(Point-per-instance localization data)

◆ ◆ ◆ ◆ ◆

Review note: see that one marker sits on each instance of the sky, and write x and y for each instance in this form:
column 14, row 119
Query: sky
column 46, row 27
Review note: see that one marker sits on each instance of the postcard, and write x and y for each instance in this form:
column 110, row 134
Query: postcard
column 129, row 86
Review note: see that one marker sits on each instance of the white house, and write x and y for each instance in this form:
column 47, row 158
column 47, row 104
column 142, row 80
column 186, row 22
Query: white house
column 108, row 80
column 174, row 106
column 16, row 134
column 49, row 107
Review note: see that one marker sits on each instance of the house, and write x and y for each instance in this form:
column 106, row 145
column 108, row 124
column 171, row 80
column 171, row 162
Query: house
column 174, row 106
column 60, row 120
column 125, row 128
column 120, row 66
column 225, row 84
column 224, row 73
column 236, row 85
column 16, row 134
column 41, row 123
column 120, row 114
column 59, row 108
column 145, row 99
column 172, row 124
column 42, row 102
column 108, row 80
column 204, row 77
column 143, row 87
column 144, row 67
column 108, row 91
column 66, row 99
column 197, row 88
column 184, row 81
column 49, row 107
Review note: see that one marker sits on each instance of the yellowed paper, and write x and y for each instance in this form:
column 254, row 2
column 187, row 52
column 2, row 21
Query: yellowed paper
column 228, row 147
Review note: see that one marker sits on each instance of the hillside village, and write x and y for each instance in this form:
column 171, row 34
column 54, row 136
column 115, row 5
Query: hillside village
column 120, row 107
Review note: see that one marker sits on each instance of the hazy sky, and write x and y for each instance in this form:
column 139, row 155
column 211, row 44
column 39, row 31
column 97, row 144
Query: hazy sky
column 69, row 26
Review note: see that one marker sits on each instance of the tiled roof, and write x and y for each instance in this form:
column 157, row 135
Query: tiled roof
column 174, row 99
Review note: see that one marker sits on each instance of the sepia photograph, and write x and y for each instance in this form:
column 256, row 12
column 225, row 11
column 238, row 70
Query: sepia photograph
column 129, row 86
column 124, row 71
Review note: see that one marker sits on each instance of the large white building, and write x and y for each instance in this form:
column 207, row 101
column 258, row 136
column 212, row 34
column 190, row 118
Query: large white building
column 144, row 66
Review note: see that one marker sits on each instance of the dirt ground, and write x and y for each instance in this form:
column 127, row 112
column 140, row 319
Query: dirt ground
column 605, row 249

◆ ◆ ◆ ◆ ◆

## Activity
With the line containing "column 238, row 70" as the last one, please set down exactly the lines of the records above from their very first line, and nothing more.

## Response
Review note: see that one marker sits on each instance of the sky, and write x and y for each instance in this form:
column 14, row 119
Query: sky
column 46, row 27
Review note: see that one marker sits on each instance of the postcard, and write x and y for each instance in this form:
column 110, row 134
Query: postcard
column 129, row 86
Review note: see that one marker sits on each instance of the white house, and write x and y for each instance in this form:
column 47, row 158
column 47, row 104
column 142, row 80
column 186, row 22
Query: white house
column 108, row 80
column 174, row 106
column 16, row 134
column 49, row 107
Review note: see that one marker sits on each instance of the house, and write x and y for each instance in this form:
column 106, row 145
column 108, row 124
column 171, row 80
column 171, row 162
Query: house
column 174, row 106
column 60, row 120
column 125, row 128
column 120, row 66
column 225, row 84
column 224, row 73
column 236, row 85
column 16, row 134
column 41, row 123
column 120, row 114
column 59, row 108
column 145, row 99
column 172, row 124
column 42, row 102
column 108, row 80
column 204, row 77
column 143, row 87
column 144, row 67
column 108, row 91
column 66, row 99
column 197, row 88
column 184, row 81
column 49, row 107
Review note: see that one marker sits on each instance of the yellowed paper, and write x and y for each instance in this form:
column 254, row 2
column 187, row 52
column 2, row 21
Query: yellowed paper
column 228, row 147
Review note: see that one marker sits on each instance of the hillside village, and write x and y for each instance in this form:
column 171, row 34
column 54, row 136
column 115, row 5
Query: hillside village
column 120, row 107
Review note: see that one marker sits on each instance of the hazy sky, and write x and y for each instance in this form:
column 139, row 155
column 211, row 44
column 39, row 31
column 97, row 144
Query: hazy sky
column 69, row 26
Review note: see that one marker sits on each instance of the tiled roof, and write x and y for each instance in this form:
column 157, row 135
Query: tiled roof
column 174, row 99
Review note: see that one marker sits on each instance of the sepia photograph, and write x and y for each instance in this form:
column 256, row 12
column 225, row 11
column 238, row 70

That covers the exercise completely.